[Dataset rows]
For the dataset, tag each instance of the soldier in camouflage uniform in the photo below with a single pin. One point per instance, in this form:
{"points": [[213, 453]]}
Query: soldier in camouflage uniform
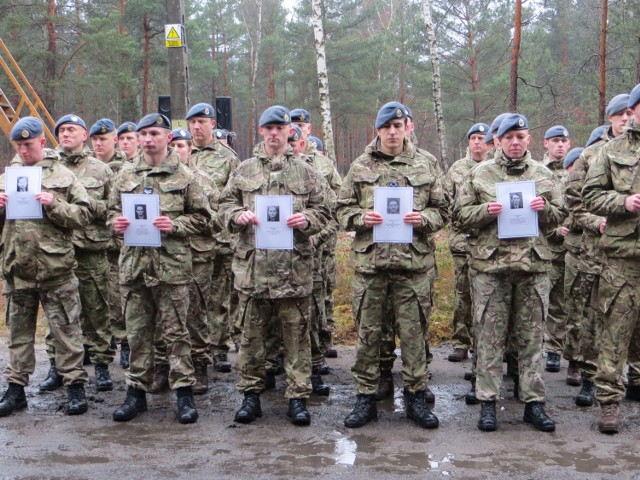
{"points": [[557, 142], [609, 191], [274, 285], [385, 270], [218, 161], [38, 267], [463, 338], [156, 280], [509, 277]]}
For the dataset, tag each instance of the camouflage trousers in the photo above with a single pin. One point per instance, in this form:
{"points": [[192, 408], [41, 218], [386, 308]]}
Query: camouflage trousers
{"points": [[462, 319], [619, 330], [197, 323], [504, 301], [223, 304], [556, 322], [411, 294], [291, 317], [93, 276], [116, 315], [147, 309], [61, 307], [388, 343]]}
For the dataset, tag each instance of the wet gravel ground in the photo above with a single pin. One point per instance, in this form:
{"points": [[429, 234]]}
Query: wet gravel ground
{"points": [[41, 442]]}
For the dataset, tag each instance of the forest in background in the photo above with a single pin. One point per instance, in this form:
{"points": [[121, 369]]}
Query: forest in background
{"points": [[106, 58]]}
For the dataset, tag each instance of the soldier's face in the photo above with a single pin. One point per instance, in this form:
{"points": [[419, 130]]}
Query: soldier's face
{"points": [[514, 143], [477, 147], [128, 143], [71, 137], [392, 136], [104, 145], [557, 147], [31, 150], [275, 137], [619, 120], [201, 130]]}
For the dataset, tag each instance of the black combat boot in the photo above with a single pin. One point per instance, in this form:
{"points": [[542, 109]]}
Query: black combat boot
{"points": [[587, 395], [13, 399], [187, 412], [364, 411], [53, 380], [124, 355], [250, 409], [385, 385], [488, 421], [418, 411], [298, 412], [535, 415], [317, 385], [134, 403], [103, 379], [76, 399]]}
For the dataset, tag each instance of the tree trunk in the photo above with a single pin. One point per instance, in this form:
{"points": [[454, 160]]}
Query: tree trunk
{"points": [[515, 55], [437, 90], [323, 80], [602, 84]]}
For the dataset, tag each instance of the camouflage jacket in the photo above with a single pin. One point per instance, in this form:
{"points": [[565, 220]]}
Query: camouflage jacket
{"points": [[275, 273], [612, 177], [490, 254], [217, 161], [39, 253], [94, 175], [182, 199], [458, 241], [377, 169]]}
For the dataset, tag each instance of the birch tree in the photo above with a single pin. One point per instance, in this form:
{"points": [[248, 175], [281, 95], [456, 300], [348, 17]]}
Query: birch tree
{"points": [[323, 79]]}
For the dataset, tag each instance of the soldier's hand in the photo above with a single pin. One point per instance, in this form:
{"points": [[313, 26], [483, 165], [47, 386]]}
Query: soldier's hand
{"points": [[494, 209], [413, 218], [632, 203], [120, 224], [164, 224], [297, 220], [247, 218], [372, 218], [45, 198], [537, 204]]}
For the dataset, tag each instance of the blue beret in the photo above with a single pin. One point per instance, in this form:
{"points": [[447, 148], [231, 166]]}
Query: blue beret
{"points": [[154, 120], [276, 114], [127, 127], [220, 133], [104, 125], [572, 156], [181, 134], [596, 135], [316, 142], [634, 97], [300, 115], [617, 104], [495, 125], [513, 121], [201, 110], [557, 131], [296, 134], [481, 128], [391, 111], [25, 128], [74, 119]]}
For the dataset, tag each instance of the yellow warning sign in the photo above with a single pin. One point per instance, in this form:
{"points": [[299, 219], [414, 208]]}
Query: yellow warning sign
{"points": [[173, 35]]}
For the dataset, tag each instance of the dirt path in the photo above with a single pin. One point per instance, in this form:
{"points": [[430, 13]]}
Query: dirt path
{"points": [[42, 442]]}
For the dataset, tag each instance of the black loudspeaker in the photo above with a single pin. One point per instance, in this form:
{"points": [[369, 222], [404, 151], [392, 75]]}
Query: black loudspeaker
{"points": [[164, 105], [223, 113]]}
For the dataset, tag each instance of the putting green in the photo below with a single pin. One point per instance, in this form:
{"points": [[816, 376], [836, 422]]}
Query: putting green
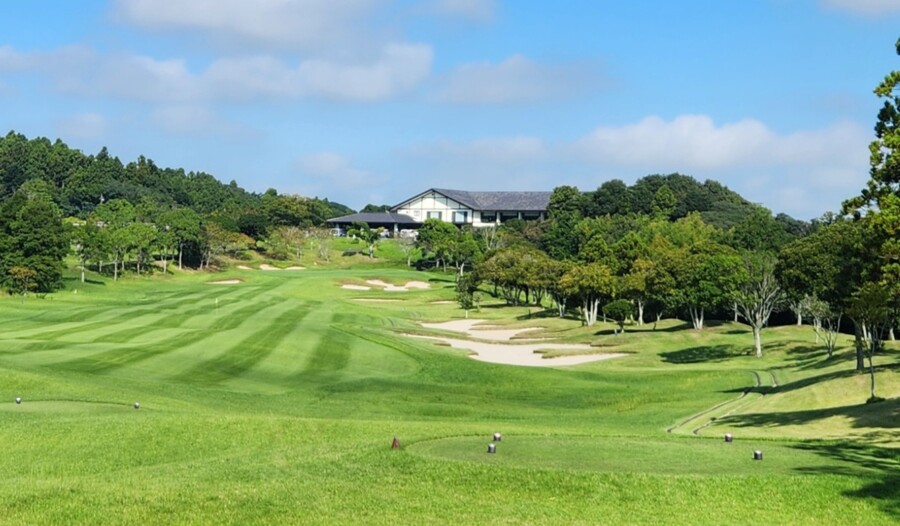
{"points": [[672, 456]]}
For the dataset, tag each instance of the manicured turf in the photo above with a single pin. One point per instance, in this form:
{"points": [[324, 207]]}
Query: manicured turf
{"points": [[275, 401]]}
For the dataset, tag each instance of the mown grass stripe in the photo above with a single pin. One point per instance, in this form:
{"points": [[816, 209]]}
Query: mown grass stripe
{"points": [[107, 361], [331, 355]]}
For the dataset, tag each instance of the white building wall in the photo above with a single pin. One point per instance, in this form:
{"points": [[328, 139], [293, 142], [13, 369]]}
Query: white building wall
{"points": [[433, 204]]}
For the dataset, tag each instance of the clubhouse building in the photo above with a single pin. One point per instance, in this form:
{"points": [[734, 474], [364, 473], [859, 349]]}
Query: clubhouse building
{"points": [[478, 209]]}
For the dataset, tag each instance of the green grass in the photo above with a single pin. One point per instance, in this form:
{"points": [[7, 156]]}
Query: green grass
{"points": [[275, 401]]}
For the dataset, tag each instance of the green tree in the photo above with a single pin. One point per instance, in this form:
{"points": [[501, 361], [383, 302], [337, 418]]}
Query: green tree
{"points": [[21, 280], [467, 292], [592, 283], [619, 311], [758, 295], [370, 236], [182, 228], [32, 236], [436, 239], [871, 306]]}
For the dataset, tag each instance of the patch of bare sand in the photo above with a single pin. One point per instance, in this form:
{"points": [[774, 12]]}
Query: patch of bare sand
{"points": [[525, 354], [469, 327]]}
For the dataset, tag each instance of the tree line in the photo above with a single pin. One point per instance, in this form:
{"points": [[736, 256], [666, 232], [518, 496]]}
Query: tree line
{"points": [[661, 247], [121, 217]]}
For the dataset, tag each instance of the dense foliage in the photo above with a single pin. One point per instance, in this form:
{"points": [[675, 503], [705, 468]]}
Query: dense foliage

● WORK INSTRUCTIONS
Reproduce the records word for word, beginning at the line that contains "For the dataset, tag each instance of the tree line" and stopping at the end of the records.

● PROBLEM SOLUTION
For the dataset, tag each instance of the tree line in the photo above with a single pin. One point per instance, in this form:
{"points": [[736, 256], [666, 232], [518, 496]]}
Query: tree line
{"points": [[661, 247], [121, 217]]}
For the dataset, tag each instance of the dense foliage in the photo above with a single pin. One point per instance, in this form:
{"points": [[675, 503], [705, 468]]}
Query: dense foliage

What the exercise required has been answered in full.